Data listing:
----------

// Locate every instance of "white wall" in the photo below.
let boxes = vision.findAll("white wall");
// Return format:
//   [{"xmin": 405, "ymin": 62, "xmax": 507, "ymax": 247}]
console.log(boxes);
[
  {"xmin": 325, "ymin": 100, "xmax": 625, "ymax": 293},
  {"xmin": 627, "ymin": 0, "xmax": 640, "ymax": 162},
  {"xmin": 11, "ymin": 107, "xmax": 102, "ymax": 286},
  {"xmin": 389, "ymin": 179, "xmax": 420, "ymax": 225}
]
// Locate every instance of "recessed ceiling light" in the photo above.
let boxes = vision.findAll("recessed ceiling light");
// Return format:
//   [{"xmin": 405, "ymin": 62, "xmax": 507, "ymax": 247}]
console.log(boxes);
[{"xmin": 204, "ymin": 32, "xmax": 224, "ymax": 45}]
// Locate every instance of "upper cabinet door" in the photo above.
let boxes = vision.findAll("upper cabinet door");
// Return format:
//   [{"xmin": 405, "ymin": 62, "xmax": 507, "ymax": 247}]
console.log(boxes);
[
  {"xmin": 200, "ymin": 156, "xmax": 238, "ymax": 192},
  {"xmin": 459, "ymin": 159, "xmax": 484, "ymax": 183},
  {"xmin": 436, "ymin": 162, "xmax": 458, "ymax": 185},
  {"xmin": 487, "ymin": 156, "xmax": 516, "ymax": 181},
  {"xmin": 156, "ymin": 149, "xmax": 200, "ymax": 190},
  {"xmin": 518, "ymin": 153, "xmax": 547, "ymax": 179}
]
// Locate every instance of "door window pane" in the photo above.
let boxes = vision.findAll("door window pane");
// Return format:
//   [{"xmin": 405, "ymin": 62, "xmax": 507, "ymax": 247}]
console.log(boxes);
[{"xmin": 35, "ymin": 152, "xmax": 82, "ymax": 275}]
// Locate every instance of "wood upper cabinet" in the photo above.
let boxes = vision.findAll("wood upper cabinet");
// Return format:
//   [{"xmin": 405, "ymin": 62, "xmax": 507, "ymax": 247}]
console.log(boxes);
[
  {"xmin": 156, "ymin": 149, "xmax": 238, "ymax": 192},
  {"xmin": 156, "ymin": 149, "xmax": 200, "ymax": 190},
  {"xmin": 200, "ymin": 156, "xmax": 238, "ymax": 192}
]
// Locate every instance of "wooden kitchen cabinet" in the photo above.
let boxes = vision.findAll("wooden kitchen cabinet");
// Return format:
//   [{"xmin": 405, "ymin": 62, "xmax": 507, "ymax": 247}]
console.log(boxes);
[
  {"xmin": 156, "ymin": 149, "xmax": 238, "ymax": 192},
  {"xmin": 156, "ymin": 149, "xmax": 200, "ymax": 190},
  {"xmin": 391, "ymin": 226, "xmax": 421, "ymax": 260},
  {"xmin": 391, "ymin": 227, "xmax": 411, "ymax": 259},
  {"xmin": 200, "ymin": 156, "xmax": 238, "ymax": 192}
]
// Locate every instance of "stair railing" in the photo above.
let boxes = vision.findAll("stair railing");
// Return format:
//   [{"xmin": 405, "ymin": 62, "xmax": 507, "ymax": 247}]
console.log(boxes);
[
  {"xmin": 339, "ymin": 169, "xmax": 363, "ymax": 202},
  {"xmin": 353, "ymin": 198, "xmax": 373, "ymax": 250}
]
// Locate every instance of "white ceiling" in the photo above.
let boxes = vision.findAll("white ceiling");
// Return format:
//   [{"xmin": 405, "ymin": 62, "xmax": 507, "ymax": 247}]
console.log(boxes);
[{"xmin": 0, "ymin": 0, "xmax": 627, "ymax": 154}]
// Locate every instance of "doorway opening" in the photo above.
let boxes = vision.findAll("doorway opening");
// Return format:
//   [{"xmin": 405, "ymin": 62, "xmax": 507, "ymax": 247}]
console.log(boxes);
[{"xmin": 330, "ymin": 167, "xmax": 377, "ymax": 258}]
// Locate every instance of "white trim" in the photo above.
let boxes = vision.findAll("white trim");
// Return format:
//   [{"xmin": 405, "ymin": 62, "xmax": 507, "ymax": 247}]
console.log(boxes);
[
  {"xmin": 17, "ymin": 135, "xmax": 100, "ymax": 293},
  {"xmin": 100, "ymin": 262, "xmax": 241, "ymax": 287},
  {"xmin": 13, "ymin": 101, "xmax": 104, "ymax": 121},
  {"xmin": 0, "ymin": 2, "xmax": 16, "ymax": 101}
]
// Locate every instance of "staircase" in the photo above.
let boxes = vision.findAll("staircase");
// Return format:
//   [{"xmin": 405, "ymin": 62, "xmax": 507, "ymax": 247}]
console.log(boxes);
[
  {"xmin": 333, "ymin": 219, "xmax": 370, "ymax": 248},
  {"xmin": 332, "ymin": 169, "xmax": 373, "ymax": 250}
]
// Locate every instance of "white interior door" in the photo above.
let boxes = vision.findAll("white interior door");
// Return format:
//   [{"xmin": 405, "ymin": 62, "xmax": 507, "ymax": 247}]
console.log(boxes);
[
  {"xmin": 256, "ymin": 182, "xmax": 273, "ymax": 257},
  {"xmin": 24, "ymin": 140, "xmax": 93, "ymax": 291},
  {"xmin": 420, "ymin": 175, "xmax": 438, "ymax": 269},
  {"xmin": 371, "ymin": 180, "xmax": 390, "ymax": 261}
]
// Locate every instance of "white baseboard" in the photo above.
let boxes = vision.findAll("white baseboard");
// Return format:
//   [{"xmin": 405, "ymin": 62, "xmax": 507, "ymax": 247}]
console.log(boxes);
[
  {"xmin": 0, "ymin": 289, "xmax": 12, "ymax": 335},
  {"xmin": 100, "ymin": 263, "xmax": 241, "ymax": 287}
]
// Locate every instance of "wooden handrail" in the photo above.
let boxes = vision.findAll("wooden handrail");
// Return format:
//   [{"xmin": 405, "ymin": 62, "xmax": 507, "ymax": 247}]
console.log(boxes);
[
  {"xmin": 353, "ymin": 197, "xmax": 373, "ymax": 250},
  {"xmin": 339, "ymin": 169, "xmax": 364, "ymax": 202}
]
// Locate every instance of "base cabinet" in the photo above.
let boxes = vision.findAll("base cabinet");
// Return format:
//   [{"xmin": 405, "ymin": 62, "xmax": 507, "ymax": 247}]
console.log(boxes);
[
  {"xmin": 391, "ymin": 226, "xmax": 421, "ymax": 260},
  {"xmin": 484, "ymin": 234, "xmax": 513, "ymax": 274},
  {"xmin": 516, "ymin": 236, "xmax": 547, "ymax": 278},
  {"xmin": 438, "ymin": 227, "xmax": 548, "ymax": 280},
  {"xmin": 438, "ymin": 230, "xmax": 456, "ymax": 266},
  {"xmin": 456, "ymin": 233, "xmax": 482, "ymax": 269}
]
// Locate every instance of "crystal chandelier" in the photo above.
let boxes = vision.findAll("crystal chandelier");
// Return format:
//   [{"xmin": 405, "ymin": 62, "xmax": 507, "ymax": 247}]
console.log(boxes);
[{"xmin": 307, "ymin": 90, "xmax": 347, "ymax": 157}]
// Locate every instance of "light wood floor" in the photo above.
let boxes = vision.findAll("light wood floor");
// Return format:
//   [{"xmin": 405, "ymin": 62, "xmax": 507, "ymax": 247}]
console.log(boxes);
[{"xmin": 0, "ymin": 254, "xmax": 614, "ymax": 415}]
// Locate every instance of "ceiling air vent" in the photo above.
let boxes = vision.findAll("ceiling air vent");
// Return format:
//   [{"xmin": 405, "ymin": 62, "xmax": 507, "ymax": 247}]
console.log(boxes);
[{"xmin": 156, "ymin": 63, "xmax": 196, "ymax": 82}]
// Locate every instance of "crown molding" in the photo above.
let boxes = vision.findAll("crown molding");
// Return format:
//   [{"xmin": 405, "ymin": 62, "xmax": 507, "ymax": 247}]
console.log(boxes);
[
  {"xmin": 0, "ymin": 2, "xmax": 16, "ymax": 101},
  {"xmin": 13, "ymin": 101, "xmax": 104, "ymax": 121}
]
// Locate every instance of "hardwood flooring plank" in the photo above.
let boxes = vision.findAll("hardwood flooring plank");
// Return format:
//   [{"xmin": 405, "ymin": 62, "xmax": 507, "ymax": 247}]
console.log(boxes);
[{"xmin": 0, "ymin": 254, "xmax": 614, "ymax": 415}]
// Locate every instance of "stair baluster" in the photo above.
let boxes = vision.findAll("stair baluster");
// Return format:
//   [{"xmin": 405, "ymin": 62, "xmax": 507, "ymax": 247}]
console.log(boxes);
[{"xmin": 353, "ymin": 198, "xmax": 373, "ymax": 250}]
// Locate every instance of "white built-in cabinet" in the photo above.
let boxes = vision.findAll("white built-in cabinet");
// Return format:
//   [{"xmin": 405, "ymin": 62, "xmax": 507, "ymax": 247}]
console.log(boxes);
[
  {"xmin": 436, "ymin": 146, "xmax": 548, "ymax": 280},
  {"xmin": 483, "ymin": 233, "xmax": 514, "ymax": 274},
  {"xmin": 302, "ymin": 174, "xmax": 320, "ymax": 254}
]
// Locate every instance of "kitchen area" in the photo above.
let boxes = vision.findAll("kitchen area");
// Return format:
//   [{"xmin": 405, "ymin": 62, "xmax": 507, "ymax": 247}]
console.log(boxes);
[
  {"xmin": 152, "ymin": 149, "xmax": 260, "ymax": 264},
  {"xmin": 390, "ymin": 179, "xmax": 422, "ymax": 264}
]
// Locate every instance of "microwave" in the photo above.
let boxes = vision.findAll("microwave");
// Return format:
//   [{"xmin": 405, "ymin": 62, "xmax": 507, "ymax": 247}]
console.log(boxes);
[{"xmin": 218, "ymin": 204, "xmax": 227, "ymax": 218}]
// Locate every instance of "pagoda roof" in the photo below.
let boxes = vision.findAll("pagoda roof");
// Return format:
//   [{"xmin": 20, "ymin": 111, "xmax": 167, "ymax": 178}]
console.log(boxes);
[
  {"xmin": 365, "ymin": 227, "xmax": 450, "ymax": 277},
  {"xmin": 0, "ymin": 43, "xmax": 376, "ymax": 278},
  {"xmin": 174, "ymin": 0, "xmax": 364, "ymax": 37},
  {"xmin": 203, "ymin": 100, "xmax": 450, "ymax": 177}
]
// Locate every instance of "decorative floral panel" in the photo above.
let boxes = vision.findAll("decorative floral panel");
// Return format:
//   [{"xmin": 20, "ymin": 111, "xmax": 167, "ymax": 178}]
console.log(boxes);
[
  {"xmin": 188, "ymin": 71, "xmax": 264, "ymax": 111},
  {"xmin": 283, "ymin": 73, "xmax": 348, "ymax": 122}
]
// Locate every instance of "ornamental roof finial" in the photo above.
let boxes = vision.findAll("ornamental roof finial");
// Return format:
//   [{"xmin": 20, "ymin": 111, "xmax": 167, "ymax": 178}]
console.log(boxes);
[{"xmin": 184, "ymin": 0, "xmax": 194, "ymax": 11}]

----------

GIVEN INSTRUCTION: Count the lines in the records above that contain the string "baseboard", treating uppercase and lowercase as different. Give only the number.

ANSWER TO THIS PROBLEM: 2